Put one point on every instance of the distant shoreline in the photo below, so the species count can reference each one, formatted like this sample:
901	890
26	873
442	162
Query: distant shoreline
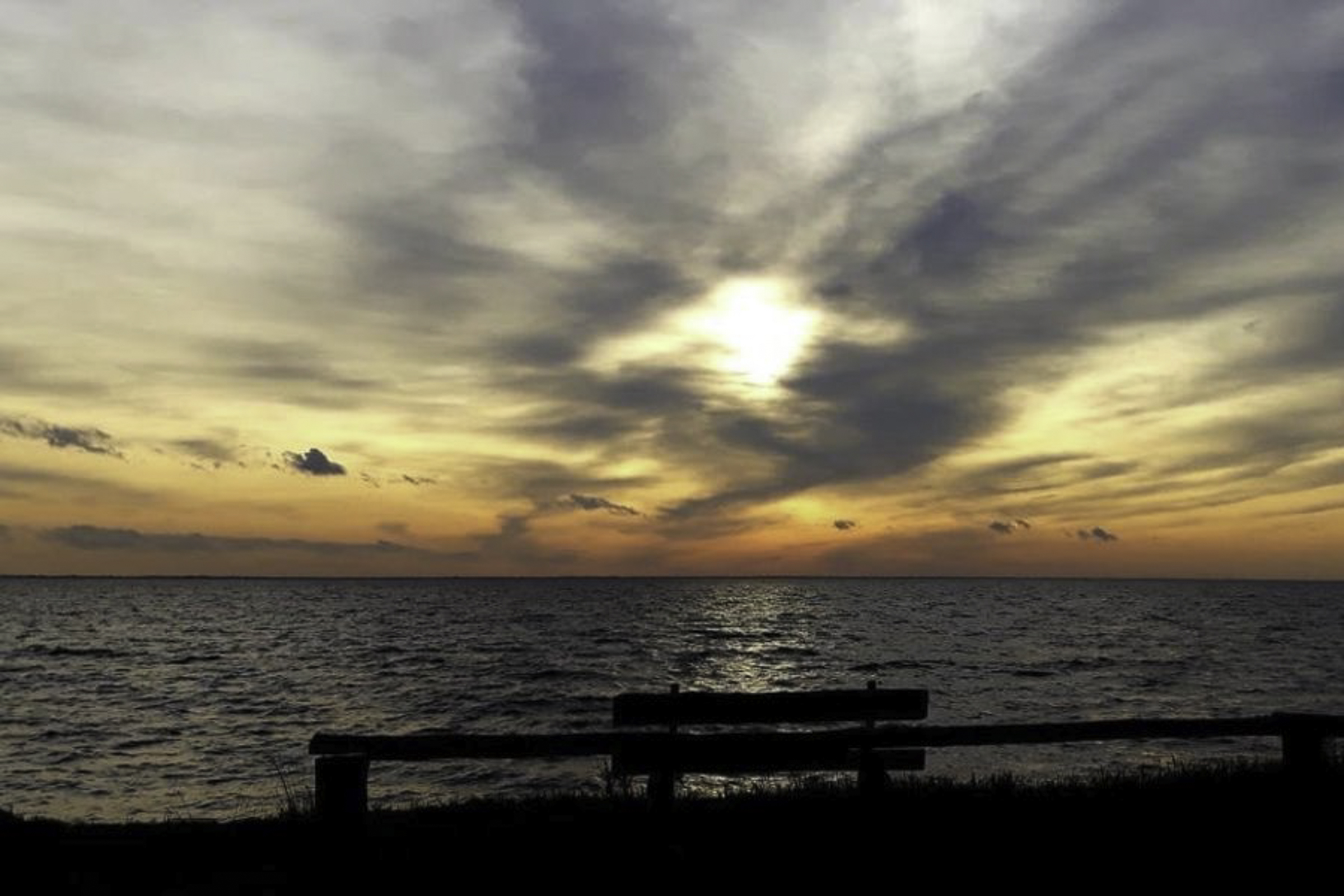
194	577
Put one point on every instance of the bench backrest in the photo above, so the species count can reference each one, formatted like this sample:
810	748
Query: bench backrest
772	707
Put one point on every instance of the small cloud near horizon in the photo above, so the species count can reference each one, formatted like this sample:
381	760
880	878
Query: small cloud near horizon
597	503
91	440
1096	534
314	463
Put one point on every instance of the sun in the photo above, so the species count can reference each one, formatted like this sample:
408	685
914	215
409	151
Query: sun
758	328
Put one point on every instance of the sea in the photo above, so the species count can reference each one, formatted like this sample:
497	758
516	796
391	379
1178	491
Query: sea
169	699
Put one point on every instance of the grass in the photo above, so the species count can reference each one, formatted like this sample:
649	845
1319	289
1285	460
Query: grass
1206	819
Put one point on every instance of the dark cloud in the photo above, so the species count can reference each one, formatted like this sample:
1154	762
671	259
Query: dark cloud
95	538
596	503
85	440
1009	527
314	463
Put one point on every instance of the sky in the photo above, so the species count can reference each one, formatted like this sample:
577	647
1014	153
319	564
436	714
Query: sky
673	287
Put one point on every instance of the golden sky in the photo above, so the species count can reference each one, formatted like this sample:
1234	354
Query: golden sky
680	287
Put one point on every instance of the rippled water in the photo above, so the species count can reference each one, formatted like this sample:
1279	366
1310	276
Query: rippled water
151	699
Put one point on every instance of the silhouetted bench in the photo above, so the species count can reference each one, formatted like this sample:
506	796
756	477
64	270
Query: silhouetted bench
342	765
667	755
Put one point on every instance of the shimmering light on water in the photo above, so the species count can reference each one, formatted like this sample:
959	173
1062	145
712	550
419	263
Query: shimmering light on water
150	699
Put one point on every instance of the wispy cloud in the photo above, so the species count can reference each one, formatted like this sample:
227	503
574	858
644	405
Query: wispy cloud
91	440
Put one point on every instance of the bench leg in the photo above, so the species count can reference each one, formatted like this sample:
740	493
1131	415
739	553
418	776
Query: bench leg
872	776
340	793
662	790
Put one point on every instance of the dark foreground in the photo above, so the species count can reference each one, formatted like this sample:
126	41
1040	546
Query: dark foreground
1191	828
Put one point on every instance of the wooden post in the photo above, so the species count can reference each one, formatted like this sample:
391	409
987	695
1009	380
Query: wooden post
663	782
340	793
872	776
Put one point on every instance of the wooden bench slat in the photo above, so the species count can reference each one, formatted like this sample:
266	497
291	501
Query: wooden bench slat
772	707
726	759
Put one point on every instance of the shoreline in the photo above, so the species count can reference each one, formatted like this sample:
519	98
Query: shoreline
1208	816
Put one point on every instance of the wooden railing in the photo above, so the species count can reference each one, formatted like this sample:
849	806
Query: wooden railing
342	765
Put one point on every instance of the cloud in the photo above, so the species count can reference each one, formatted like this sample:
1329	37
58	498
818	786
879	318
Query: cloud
1025	195
210	450
1096	534
314	463
95	538
85	440
596	503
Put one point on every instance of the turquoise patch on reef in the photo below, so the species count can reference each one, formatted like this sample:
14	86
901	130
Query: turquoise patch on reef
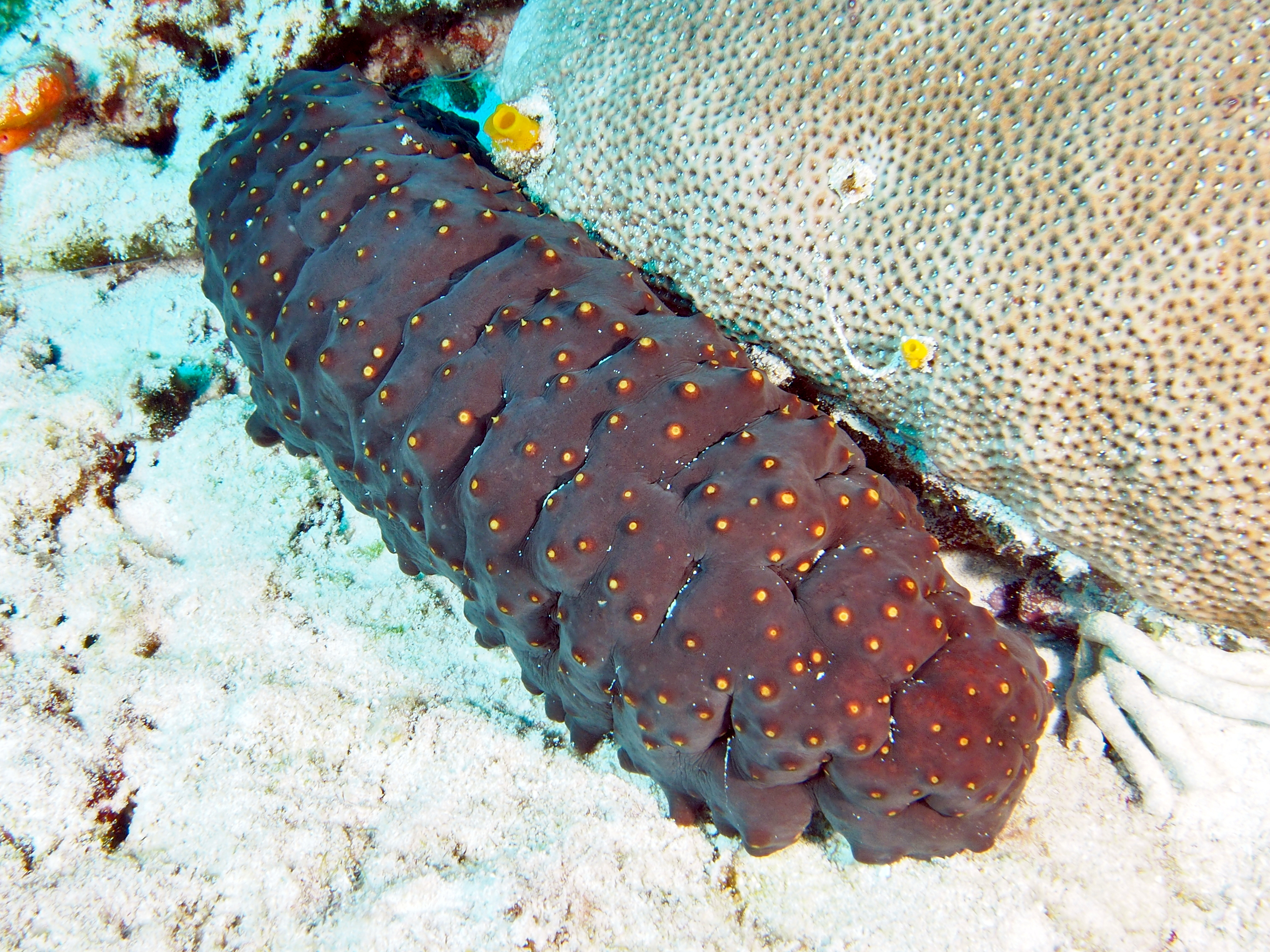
12	13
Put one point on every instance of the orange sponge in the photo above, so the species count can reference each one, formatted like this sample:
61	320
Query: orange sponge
32	100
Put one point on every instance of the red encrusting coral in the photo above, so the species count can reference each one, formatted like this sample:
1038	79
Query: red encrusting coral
32	101
675	549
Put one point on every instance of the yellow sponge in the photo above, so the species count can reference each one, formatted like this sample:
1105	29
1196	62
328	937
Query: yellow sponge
511	129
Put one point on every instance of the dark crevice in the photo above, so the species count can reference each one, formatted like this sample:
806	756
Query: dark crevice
206	60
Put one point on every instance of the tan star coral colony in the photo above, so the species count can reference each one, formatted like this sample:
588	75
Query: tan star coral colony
1069	201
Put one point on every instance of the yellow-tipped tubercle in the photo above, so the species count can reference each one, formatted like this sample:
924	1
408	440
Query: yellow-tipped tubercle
511	129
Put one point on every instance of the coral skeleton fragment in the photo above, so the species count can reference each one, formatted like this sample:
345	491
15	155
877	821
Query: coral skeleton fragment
676	550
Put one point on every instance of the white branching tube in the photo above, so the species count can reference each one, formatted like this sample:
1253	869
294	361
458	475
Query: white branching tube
1157	792
1161	730
1173	677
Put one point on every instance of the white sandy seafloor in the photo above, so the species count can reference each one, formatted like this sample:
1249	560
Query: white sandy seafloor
319	757
228	720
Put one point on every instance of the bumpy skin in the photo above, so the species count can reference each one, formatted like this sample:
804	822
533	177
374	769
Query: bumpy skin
675	549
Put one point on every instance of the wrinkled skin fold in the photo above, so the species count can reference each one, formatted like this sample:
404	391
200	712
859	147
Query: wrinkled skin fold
676	550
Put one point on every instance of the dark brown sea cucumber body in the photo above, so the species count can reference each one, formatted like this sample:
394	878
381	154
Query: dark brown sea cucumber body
675	549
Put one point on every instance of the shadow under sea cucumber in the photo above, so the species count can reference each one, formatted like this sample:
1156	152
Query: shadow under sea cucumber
675	549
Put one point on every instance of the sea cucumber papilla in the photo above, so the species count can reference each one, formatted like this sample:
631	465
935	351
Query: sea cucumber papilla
675	549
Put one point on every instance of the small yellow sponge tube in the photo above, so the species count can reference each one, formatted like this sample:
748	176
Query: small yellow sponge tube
511	129
916	352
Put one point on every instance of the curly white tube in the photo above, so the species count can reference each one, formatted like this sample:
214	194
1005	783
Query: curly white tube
1157	792
1173	677
1161	730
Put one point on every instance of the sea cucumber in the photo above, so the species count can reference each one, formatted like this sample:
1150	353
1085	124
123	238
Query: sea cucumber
676	550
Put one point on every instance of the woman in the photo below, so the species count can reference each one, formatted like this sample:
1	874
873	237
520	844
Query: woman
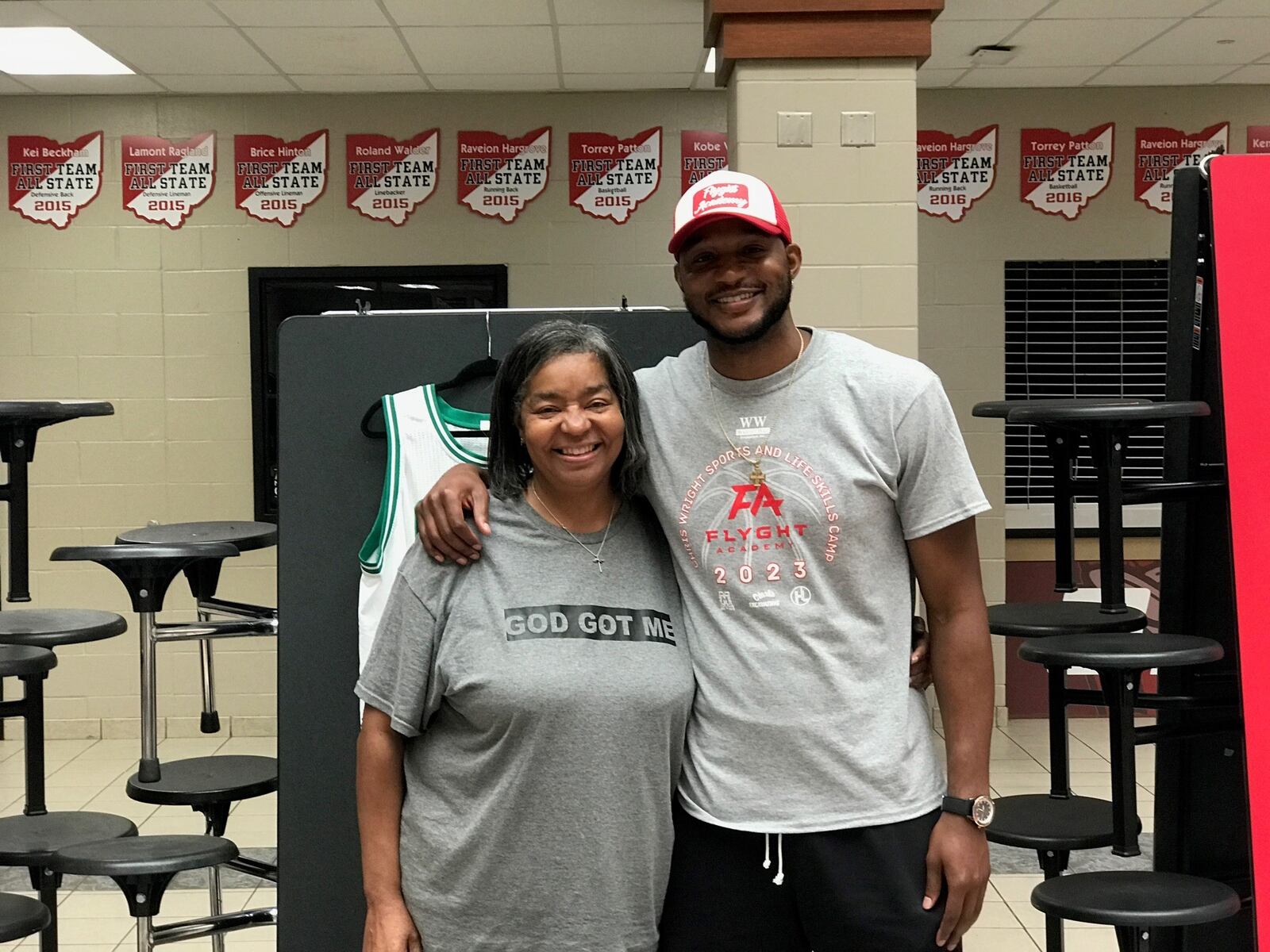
525	716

WHAT IS BEING ASKED — Transcribe the full listing above exactly as it stands, minus the pictures.

RESULT OF THE EXERCISE —
Put one point on every instance of the distant shoreline in the photo below, so the species count can reference each one, formatted like this sample:
901	890
26	873
442	162
Query: distant shoreline
194	577
Put one point on every instance of the bench backrest in the photo above, so the species count can reference each one, formatted like this sample:
810	748
Query: bench backrest
772	707
Put one point on every instance of the small cloud near horizon in the photo above, so the species count can reference each one, formatted like this sample:
381	760
880	878
Query: small cloud near horizon
597	503
91	440
1096	534
314	463
Put one point on every instance of the sun in the photo above, so the species count can reference each one, formatted like this sample:
408	685
914	215
409	151
Query: sun
758	328
Put one point on every instance of the sea in the photo above, so the species count can reference each one, formatted like this sample:
497	758
516	796
391	379
1178	491
Query: sea
169	699
Put one point on every instance of the grass in the photo above, so the species count can reference each one, formatted like this sample:
649	845
1319	289
1285	460
Query: grass
1206	819
Put one point on every instance of the dark cloud in the photo above, so the species count can reference each one, formatted like this sample:
1154	762
671	259
Query: dark cloud
95	538
596	503
85	440
1009	527
314	463
Put one point on every instance of the sky in the photo above, so the species count can reference each one, formatted like this sample:
577	647
1014	153
319	564
436	714
Query: sky
673	287
Put one point on every instance of the golden sky in the photo above, so the species count can reference each one, formatted like this sample:
1234	354
Query: golden sky
680	287
Put one point on every instance of the rippled water in the photo above, so the species count can reference each one, formatted like this sample:
1279	366
1310	276
Query: rippled water
151	699
Put one point on every instance of the silhouetted bench in the photo above, so the species count can reference each one, formatted like this sample:
506	796
756	477
64	270
Query: silhouetted bench
342	765
667	755
Put one point on every instance of the shimmering light on water in the photo above, so the species count can reference each one, formatted like this sample:
959	173
1062	145
712	550
419	263
Query: shimmering light on water
150	699
Put one point on every instance of the wispy cloud in the photo above, so the species count can reference each one, formatted like this sample:
227	503
574	858
644	405
Query: wispy cloud
91	440
Put one point on every instance of the bench leg in the photo above, so the species count can reference each one, formatted like this sample:
740	493
1131	415
739	553
418	776
Query: bench leg
872	776
340	793
662	790
Put one point on every instance of the dark foreground in the photo above, so the species count can reference each one, formatted like this sample:
126	41
1040	546
Query: dark foreground
1191	828
Put one point on every instance of the wooden post in the photo above, so the species count can reference each one, formatted like this sample:
391	409
987	695
1009	380
Query: wooden post
663	782
340	793
872	776
Put one point on every instance of the wooden bench slat in the photo above, so the species count can reference each one, formatted like this sample:
266	497
291	501
Query: wooden bench slat
772	707
726	759
Put one point on every instance of the shoreline in the photo above, so the species count can reference each one, formatted like this sample:
519	98
Query: shoreline
1208	816
Put one point on every instance of the wooden railing in the photo above, so the species count can reference each one, formatted like this sample:
849	806
Query: wooden railing
342	765
Put one point on every instance of the cloud in the photo above, so the species count can reference each one, formatted like this sample:
1329	37
58	498
818	786
879	318
Query: cloud
1025	195
210	450
1096	534
314	463
95	538
85	440
596	503
Put one point on every instance of the turquoise patch on reef in the photo below, so the species count can reference each one, formatted like this sample:
14	86
901	130
Query: turquoise patch on reef
12	13
Put one point on every instance of the orange sponge in the photo above, so the species count can reference each one, formatted like this sample:
61	320
Query: orange sponge
32	100
Put one point on every instance of the red encrusting coral in the photo above, so the species count can reference each one, formatted like this sample:
1038	79
Query: red encrusting coral
32	101
675	549
Put one point on every instance of the yellow sponge in the photo above, so the species count can reference each one, formatted like this sample:
1105	29
1196	62
328	937
Query: yellow sponge
511	129
Put one point on every instance of the dark crevice in the photo above, so the species count can reference each one, formatted like this sample:
806	756
Query: dark crevice
206	60
Put one point on every instance of the tan star coral colony in the photo above, so the species count can reference each one, formatted like this sample:
588	75
Query: tan star coral colony
1069	201
Put one point on every instance of the yellow-tipped tubercle in the photo above, so the species count can reference each one, formatted like this sample:
924	1
408	440
Query: yellow-tipped tubercle
511	129
Put one point on every instance of the coral skeleton fragment in the photo above, so the species count can reference each one, formatted like this sample:
345	491
15	155
877	821
Query: coral skeleton fragment
676	550
Put one point on every instance of the white branching tube in the photo above, so the species count can reference each one, formatted like this sample:
1253	869
294	361
458	475
Query: white branching tube
1157	792
1161	730
1173	677
Put one point on every instance of the white sandy seafloor in the photo above, so the species count can reference each one, formatted like this sample:
1249	560
Query: white sandy seafloor
319	757
228	720
Put one point on every instance of the bumpy skin in the photo above, so the species count can reference each one, formatted like this sample:
804	822
533	177
374	769
Query: bumpy skin
675	549
Put one point on every instance of the wrinkled skin fold in the photo above, so the species count can reference each one, formatted like this sample:
404	391
200	712
859	147
Query: wrinkled skin fold
676	550
Put one point on every instance of the dark brown sea cucumber body in the photo above, so the species count can reference each one, formatted like this sample:
394	878
381	154
Query: dark brown sea cucumber body
675	549
Put one point on every instance of the shadow under sea cucumber in the photo above, so the species count can reference each one, formatted like this sample:
1156	152
Query: shadow under sea cucumber
675	549
Put one point on every instance of the sea cucumber papilla in the photo above, so the species count can reference each one, formatted like this sample:
631	465
935	351
Query: sea cucumber papilla
675	549
Put one point on every instance of the small yellow sponge tube in the photo above, so the species count can reference each one, formatted like this sample:
748	176
Query: small yellow sponge tube
511	129
916	352
Put one point on every instance of the curly white tube in the photo above, so the species count can reference each one, formatted like this sample:
214	194
1005	783
Query: curly white tube
1157	792
1173	677
1161	730
Put one point on every instance of the sea cucumber in the photo above, so the species count can reference each one, formatted like this sample:
1150	353
1085	124
123	238
Query: sea cucumber
676	550
Put one point on every instance of the woman in the photo below, so the species count can reference each one, formatted like this sample:
1	874
873	237
520	844
Query: woman
525	716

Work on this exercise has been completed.